> [TASK INSTRUCTIONS]
Give again, word for word, each line below starting at the one that contains "box: [784, 145, 1071, 425]" and ending at the one that contains "positive clicks: (825, 400)".

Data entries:
····················

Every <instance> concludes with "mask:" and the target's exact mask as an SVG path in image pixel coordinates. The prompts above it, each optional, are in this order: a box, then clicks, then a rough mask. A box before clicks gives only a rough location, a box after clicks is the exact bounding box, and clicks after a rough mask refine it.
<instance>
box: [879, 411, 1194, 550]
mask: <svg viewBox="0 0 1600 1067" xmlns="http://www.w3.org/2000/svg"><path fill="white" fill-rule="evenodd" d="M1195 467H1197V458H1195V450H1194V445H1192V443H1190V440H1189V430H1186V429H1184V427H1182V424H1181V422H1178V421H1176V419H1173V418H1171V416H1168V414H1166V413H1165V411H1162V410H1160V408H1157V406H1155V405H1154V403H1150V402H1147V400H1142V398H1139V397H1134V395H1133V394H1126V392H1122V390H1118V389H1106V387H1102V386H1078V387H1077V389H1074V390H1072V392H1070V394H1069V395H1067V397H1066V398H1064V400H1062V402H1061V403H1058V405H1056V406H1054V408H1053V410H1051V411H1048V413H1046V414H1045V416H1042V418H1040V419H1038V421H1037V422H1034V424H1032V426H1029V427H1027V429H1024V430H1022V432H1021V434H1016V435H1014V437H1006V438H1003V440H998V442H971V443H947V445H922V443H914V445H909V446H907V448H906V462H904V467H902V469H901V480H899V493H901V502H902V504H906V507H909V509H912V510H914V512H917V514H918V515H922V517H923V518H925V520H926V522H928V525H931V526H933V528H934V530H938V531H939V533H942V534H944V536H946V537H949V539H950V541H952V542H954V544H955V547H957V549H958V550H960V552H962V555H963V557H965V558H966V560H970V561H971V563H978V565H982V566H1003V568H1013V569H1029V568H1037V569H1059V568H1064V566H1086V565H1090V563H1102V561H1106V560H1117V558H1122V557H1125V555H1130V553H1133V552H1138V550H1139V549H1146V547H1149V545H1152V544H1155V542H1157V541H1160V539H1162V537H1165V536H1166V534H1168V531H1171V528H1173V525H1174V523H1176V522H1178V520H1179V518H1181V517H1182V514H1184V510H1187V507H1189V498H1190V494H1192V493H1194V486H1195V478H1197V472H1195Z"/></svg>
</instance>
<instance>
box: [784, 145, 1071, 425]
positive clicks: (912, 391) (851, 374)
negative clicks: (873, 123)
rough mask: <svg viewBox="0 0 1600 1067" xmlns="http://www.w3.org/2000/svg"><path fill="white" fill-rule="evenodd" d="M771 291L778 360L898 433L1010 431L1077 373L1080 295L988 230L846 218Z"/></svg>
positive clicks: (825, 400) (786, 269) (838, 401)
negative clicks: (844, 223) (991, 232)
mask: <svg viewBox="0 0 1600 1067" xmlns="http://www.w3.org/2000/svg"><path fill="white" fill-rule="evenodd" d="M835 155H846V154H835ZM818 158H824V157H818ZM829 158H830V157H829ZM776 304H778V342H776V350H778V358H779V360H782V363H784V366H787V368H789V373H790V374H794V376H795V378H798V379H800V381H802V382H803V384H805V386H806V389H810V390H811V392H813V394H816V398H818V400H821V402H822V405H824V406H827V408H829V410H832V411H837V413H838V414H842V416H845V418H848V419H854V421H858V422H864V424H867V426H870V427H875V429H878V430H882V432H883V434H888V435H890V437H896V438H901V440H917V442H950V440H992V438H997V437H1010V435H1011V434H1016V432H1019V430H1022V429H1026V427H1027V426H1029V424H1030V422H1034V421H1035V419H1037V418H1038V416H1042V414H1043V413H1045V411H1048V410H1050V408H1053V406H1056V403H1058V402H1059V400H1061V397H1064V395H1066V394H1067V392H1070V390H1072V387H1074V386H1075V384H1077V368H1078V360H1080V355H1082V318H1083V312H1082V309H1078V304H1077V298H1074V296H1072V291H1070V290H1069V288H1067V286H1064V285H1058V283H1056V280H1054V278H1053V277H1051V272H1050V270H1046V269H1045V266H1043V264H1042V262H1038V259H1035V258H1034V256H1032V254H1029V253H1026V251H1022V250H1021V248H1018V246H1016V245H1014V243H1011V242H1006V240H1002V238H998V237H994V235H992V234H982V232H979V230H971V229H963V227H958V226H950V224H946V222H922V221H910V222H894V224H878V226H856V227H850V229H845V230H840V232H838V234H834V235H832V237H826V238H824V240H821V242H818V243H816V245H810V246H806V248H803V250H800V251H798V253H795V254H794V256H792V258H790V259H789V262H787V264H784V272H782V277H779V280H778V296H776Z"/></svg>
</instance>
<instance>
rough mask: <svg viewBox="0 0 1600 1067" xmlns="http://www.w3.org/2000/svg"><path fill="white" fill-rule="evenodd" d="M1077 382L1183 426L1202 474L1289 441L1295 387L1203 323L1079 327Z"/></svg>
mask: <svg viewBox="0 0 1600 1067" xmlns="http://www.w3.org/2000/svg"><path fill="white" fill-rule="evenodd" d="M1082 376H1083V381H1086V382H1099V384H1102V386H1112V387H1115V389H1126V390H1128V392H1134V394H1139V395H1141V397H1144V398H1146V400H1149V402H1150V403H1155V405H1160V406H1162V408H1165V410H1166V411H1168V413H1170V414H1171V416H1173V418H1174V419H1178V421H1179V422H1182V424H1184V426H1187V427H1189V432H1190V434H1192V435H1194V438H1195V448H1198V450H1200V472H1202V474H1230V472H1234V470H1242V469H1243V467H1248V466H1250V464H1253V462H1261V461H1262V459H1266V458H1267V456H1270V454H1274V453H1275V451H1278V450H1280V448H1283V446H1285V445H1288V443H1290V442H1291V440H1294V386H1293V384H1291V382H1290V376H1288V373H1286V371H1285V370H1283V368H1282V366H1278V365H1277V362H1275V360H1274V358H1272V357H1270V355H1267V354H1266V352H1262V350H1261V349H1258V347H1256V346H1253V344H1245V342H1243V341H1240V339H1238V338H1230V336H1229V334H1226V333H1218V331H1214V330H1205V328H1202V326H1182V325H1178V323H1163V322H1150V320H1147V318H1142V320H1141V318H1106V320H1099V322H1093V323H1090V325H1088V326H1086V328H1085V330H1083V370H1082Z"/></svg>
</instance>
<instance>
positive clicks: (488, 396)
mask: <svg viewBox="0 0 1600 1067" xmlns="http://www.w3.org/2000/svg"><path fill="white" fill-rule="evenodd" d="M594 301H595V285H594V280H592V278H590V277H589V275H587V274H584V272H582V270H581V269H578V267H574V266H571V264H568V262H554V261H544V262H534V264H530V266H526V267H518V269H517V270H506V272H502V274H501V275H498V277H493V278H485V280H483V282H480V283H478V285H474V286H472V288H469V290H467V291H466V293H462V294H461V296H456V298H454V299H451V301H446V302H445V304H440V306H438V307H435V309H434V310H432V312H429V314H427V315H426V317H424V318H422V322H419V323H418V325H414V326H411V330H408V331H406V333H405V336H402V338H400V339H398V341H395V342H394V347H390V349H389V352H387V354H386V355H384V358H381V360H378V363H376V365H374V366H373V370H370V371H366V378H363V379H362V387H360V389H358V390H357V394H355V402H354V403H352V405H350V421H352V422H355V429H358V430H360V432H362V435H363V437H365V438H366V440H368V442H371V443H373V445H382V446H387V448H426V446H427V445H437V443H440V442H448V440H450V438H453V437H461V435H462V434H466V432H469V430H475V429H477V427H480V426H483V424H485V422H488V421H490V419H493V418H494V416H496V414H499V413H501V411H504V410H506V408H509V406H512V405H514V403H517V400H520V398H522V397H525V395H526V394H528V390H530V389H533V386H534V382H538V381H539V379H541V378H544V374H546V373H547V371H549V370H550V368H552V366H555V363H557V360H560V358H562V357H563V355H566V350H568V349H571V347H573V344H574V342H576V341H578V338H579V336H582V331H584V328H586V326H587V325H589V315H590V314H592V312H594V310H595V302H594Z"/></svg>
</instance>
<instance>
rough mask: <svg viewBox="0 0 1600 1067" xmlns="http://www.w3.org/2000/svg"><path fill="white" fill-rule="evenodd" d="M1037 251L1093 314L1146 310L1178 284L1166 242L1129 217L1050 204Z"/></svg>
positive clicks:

····················

> [SOLUTION]
box: [784, 145, 1071, 425]
positive clicks: (912, 391) (851, 374)
negative clicks: (873, 123)
rough mask: <svg viewBox="0 0 1600 1067" xmlns="http://www.w3.org/2000/svg"><path fill="white" fill-rule="evenodd" d="M771 291L778 360L898 433L1010 431L1077 373L1080 295L988 230L846 218Z"/></svg>
positive clicks: (825, 400) (786, 269) (838, 401)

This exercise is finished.